*** DATA SUPPLIED ***
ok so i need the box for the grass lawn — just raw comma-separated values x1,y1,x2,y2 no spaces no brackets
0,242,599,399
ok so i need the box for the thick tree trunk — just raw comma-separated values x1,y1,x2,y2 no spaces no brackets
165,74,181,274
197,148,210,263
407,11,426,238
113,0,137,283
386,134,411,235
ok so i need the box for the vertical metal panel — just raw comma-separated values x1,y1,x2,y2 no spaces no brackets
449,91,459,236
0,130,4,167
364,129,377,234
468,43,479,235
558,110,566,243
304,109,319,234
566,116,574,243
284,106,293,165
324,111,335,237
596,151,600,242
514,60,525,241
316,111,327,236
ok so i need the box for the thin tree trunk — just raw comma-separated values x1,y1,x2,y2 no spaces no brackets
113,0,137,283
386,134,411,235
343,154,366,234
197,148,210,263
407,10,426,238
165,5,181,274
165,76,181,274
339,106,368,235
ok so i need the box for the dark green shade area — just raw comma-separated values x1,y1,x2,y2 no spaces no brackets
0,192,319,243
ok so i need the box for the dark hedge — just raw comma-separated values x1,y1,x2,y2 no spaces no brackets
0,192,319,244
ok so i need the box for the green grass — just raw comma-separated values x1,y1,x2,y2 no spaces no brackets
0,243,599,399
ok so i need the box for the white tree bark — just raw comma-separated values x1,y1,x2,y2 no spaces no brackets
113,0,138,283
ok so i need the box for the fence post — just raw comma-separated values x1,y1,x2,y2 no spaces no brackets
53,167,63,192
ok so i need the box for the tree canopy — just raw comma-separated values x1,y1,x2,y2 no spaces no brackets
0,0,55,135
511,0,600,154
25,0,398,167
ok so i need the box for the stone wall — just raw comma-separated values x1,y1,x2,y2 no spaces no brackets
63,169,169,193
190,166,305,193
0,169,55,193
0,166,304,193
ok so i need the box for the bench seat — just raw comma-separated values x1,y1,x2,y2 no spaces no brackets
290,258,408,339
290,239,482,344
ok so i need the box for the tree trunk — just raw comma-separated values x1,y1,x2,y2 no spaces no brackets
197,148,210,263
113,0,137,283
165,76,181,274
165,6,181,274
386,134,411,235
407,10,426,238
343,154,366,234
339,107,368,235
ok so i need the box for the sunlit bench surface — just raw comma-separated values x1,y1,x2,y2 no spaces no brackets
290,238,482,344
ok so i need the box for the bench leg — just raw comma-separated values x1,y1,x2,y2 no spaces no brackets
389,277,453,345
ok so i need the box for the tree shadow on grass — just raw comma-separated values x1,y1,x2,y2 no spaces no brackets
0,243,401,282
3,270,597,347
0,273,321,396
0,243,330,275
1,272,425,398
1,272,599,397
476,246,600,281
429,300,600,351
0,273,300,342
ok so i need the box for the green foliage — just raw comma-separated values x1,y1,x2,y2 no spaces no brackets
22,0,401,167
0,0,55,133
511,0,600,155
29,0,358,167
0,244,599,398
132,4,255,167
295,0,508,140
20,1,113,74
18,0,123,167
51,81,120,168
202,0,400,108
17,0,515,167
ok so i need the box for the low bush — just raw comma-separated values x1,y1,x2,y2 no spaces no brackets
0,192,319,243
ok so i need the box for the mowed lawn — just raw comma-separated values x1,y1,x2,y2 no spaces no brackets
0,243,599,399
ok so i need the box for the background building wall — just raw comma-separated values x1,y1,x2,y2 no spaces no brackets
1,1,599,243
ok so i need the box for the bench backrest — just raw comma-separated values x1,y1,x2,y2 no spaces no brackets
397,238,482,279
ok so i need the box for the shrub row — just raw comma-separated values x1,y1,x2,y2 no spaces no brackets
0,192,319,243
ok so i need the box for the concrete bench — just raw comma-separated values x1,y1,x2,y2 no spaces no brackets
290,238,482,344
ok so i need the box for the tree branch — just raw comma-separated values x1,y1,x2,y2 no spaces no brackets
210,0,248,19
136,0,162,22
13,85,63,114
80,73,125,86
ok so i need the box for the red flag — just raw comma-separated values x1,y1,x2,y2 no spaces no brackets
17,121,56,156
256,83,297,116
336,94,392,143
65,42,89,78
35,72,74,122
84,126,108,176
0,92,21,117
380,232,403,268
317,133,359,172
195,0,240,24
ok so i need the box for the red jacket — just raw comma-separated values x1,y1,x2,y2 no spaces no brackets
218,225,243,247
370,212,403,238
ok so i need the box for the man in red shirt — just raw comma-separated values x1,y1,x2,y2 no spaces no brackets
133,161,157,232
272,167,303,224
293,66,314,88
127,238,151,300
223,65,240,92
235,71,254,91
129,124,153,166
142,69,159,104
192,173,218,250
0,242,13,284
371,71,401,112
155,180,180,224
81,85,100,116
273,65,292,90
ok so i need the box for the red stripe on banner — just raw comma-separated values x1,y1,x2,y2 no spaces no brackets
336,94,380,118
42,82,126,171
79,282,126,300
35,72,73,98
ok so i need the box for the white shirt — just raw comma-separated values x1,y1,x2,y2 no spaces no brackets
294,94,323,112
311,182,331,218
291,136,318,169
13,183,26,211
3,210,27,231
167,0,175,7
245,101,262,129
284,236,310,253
***
* [TASK DESCRIPTION] Start to finish, restate the records above word for word.

* [RESPONSE AREA]
ok so i need the box for the grass lawn — just raw comma-separated values x1,y1,x2,y2 no spaces no brackets
0,242,599,399
ok so i need the box for the thick tree trunk — just raw comma-separated values x1,y1,x2,y2 no spaces no brackets
165,74,181,274
197,148,210,263
407,11,426,238
113,0,137,283
386,134,411,235
ok so i need the box for the vertical metal panel — just raw comma-separated values x1,y1,x2,y2 no spaces no brackets
449,91,459,236
0,130,4,167
364,129,377,234
468,43,479,235
558,110,566,243
304,109,319,234
566,116,574,243
284,106,293,165
324,111,335,237
596,151,600,242
514,60,525,241
316,111,327,236
ok so i need the box for the thin tree trunk — just raw comma-separated values x1,y1,x2,y2 no spaces no brackets
113,0,137,283
386,134,411,235
343,154,366,234
197,148,210,263
407,10,426,238
165,5,181,274
165,76,181,274
339,106,368,235
ok so i need the box for the dark green shade area — just raw comma-separated values x1,y1,x2,y2 no spaces no brackets
0,192,319,243
ok so i need the box for the dark hedge — just raw comma-separated values x1,y1,x2,y2 no spaces no brackets
0,192,319,244
ok so i need the box for the green grass — just raw comma-separated values x1,y1,x2,y2 no spaces no brackets
0,243,599,399
ok so i need the box for the white tree bark — just raw comma-separated values x1,y1,x2,y2 no spaces no brackets
113,0,138,283
ok so i need the box for the fence post — just raw comma-separated values x1,y1,x2,y2 no spaces no brackets
53,167,63,192
ok so i need the box for the tree canopy — just raw comma-separated values x1,y1,x2,y2 no spaces no brackets
0,0,55,135
511,0,600,154
25,0,398,167
ok so i need the box for the stone wall — just raw comma-separated values x1,y1,x2,y2 no spaces no brackets
63,169,169,193
190,166,305,193
0,169,55,193
0,166,304,193
ok so i need the box for the bench seat — just raw comma-separated values x1,y1,x2,y2 no spaces no brackets
290,258,408,339
290,239,482,344
ok so i need the box for the tree trunk — just raw comma-separated values x1,y1,x2,y2 no spaces no brackets
197,148,210,263
113,0,137,283
165,76,181,274
165,6,181,274
386,134,411,235
407,10,426,238
343,154,366,234
339,107,368,235
ok so i need the box for the sunlit bench surface — just raw comma-separated values x1,y1,x2,y2 no spaces no brackets
290,238,482,344
ok so i need the box for the bench leg — just raw comma-separated values x1,y1,x2,y2 no spaces no brackets
389,277,453,345
ok so i need the box for the tree shadow on grass — just raw comma-separated values x1,y1,x2,y2 no spaces no brackets
0,243,401,282
3,270,597,347
0,273,321,396
0,243,330,275
1,272,425,398
1,272,599,397
476,246,600,281
429,300,600,351
0,273,300,342
ok so i need the box for the green foliage — just raw comma-separated values x1,y1,x2,y2 no spaces no brackets
22,0,401,167
0,0,55,133
511,0,600,155
29,0,358,167
0,244,599,398
132,4,255,167
295,0,508,140
20,1,113,74
18,0,123,167
51,81,120,168
202,0,400,108
17,0,515,167
ok so i need the box for the low bush — just raw comma-separated values x1,y1,x2,y2 no spaces no brackets
0,192,319,243
ok so i need the box for the mowed lawn — just raw comma-separated values x1,y1,x2,y2 no spaces no brackets
0,243,599,399
ok so i need the box for the background building wall — just raw comma-separated values x1,y1,x2,y2 no spaces no brackets
1,1,599,243
ok so i need the box for the bench backrest — just raw comma-separated values x1,y1,x2,y2 no spaces no brackets
397,238,482,279
ok so i need the box for the shrub row — just raw comma-separated values x1,y1,x2,y2 no spaces no brackets
0,192,319,243
ok so i need the box for the concrete bench — just raw comma-separated values x1,y1,x2,y2 no spaces no brackets
290,238,482,344
ok so i need the box for the tree branch — just raw comma-separated values x1,y1,x2,y2 no spaces no brackets
210,0,248,19
136,0,162,22
13,85,63,114
80,73,125,86
ok so i need the box for the red flag — just raw comma-separated values x1,y1,x2,y2 no spaces no brackets
17,121,56,156
256,83,297,116
336,94,392,143
65,42,89,78
35,72,74,122
84,126,108,176
0,92,21,117
380,232,403,268
317,133,359,172
195,0,240,24
ok so i need the box for the red jacket — just raw comma-separated values x1,y1,x2,y2 no spaces no brackets
218,225,243,247
370,212,403,238
ok so i need the box for the man in red shirt — just raw comma-separated values x1,y1,x2,y2 no spaces no brackets
133,161,157,232
272,167,303,224
293,66,314,88
127,238,151,300
223,65,240,92
235,71,254,91
129,124,153,166
142,69,159,104
192,173,218,250
0,242,13,284
371,71,401,112
155,180,180,224
81,85,100,116
273,65,292,90
ok so i need the box for the red stripe on banner — just raw comma-separated values x1,y1,x2,y2 no spaces no brackets
336,94,380,118
42,82,126,171
79,282,126,300
35,72,73,98
ok so i need the box for the white shirt — just raw comma-separated values x1,y1,x2,y2 no spaces no brackets
294,94,323,112
311,182,331,218
291,136,318,169
13,183,26,211
3,210,27,231
167,0,175,7
245,101,262,129
284,236,310,253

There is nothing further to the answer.